--- BEGIN READING PASSAGE ---
4. Ten Coin Flips*#

Motivating Example#

Professor Vidakovic gives a simple motivating example: say you flip a coin ten times and it comes up tails each time.

A frequentist statistician might estimate the probability of heads as:

\[\hat{p} = \frac{x}{n} = \frac{0}{10} = 0\]

where \(x\) is the number of successes. Or they might try to maximize the binomial likelihood:

\[\hat{p} = arg \max_p \left[ {n \choose{x}} p^{x}(1 - p)^{n - x} \right] = arg \max_p \left[(1 - p)^{10}\right] = 0\]

With a Bayesian approach, we can incorporate a prior probability. Say we have no reason to believe that this is a trick coin. We might say we think \(p\) has an equal probability of being anything from 0 to 1: a continuous uniform prior.

\[\pi(p \mid x) = \frac{L(x \mid p) \pi(p)}{\int_p L(x \mid p) \pi(p) dp} = \frac{(1 - p)^{10} \cdot \mathbf{1}(0 \le p \le 1)}{\int_0^1 (1 - p)^{10} dp} = 11(1-p)^{10} \mathbf{1}(0 \le p \le 1)\]

Here, \(L(x \mid p)\) is the likelihood function with known \(x\) and unknown \(p\), and \(\mathbf{1}(0 \le p \le 1)\) is an indicator function, meaning it is equal to 1 if the given condition is true and 0 otherwise.

The mean of a univariate continuous random variable is

\[E[X] = \int_{p} xf(x)dx\]

In this case we’re looking at:

\[ \int_{0}^{1} p\cdot 11(1-p)^{10} dp = \frac{1}{12}\]

We’ll discuss Bayes’ theorem more in Units 3 and 4. For now, just understand that the professor is saying that by adding this prior to our model, we get a much more reasonable probability: a \(1/12\) chance of heads on the next flip.
--- END READING PASSAGE ---
--- BEGIN DATA PROVIDED ---
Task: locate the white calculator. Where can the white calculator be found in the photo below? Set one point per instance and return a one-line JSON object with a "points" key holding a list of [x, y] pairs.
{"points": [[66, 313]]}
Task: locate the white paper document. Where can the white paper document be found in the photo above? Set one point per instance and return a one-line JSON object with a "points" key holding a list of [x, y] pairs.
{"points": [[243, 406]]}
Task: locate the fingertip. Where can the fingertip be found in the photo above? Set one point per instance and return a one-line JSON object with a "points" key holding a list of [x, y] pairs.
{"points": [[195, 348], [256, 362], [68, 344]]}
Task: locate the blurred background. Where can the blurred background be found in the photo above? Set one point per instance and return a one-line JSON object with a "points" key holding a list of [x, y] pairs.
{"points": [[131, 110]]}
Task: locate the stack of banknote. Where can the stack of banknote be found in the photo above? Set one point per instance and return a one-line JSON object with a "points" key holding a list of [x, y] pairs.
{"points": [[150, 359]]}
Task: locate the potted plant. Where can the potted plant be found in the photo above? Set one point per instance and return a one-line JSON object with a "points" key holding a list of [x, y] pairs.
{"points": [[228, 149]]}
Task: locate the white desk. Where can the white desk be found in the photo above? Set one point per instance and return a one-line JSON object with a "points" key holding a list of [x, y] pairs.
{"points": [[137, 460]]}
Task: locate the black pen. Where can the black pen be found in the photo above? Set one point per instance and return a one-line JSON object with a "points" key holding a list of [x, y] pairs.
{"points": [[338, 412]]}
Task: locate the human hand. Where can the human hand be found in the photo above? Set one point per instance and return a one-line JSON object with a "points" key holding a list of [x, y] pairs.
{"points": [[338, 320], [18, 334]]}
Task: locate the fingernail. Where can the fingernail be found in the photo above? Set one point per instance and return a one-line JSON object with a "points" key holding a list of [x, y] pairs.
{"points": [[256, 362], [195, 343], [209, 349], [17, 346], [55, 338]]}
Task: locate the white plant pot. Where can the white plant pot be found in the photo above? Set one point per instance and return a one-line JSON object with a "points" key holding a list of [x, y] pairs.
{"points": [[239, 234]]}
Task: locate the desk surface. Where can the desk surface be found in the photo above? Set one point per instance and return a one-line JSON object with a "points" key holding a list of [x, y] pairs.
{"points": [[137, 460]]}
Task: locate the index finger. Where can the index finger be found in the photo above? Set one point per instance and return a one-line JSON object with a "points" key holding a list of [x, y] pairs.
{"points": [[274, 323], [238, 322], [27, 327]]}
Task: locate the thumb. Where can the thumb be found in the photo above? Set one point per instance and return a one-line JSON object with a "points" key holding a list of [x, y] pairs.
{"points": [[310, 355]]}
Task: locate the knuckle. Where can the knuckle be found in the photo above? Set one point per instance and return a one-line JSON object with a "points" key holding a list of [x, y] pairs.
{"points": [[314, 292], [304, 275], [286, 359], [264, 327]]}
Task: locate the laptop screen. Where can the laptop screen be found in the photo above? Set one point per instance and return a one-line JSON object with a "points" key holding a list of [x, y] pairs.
--- END DATA PROVIDED ---
_TO DO_
1. Answer these questions from the ten-coin-flips section:
(a) How many times is the coin flipped, and what side comes up each time?
(b) What kind of prior does the Bayesian approach put on p?
(c) With that prior added, what chance of heads on the next flip does the model give?
2. Rewrite the records from the line holding "Task: locate the white plant" through the last line of the records, inclusive, as a Markdown table. Use the columns Row and Record line, give one row per line numbered from 1, and leave out blank lines.

_EXPECTED RESPONSES_
1.
(a) Ten times, and it comes up tails each time.
(b) A continuous uniform prior, with p equally likely to be anything from 0 to 1.
(c) A 1/12 chance of heads.

2.
| Row | Record line |
|---|---|
| 1 | Task: locate the white plant pot. Where can the white plant pot be found in the photo above? Set one point per instance and return a one-line JSON object with a "points" key holding a list of [x, y] pairs. |
| 2 | {"points": [[239, 234]]} |
| 3 | Task: locate the desk surface. Where can the desk surface be found in the photo above? Set one point per instance and return a one-line JSON object with a "points" key holding a list of [x, y] pairs. |
| 4 | {"points": [[137, 460]]} |
| 5 | Task: locate the index finger. Where can the index finger be found in the photo above? Set one point per instance and return a one-line JSON object with a "points" key holding a list of [x, y] pairs. |
| 6 | {"points": [[274, 323], [238, 322], [27, 327]]} |
| 7 | Task: locate the thumb. Where can the thumb be found in the photo above? Set one point per instance and return a one-line JSON object with a "points" key holding a list of [x, y] pairs. |
| 8 | {"points": [[310, 355]]} |
| 9 | Task: locate the knuckle. Where can the knuckle be found in the photo above? Set one point per instance and return a one-line JSON object with a "points" key holding a list of [x, y] pairs. |
| 10 | {"points": [[314, 292], [304, 275], [286, 359], [264, 327]]} |
| 11 | Task: locate the laptop screen. Where can the laptop screen be found in the photo above? Set one point per instance and return a one-line JSON object with a "points" key holding a list of [x, y] pairs. |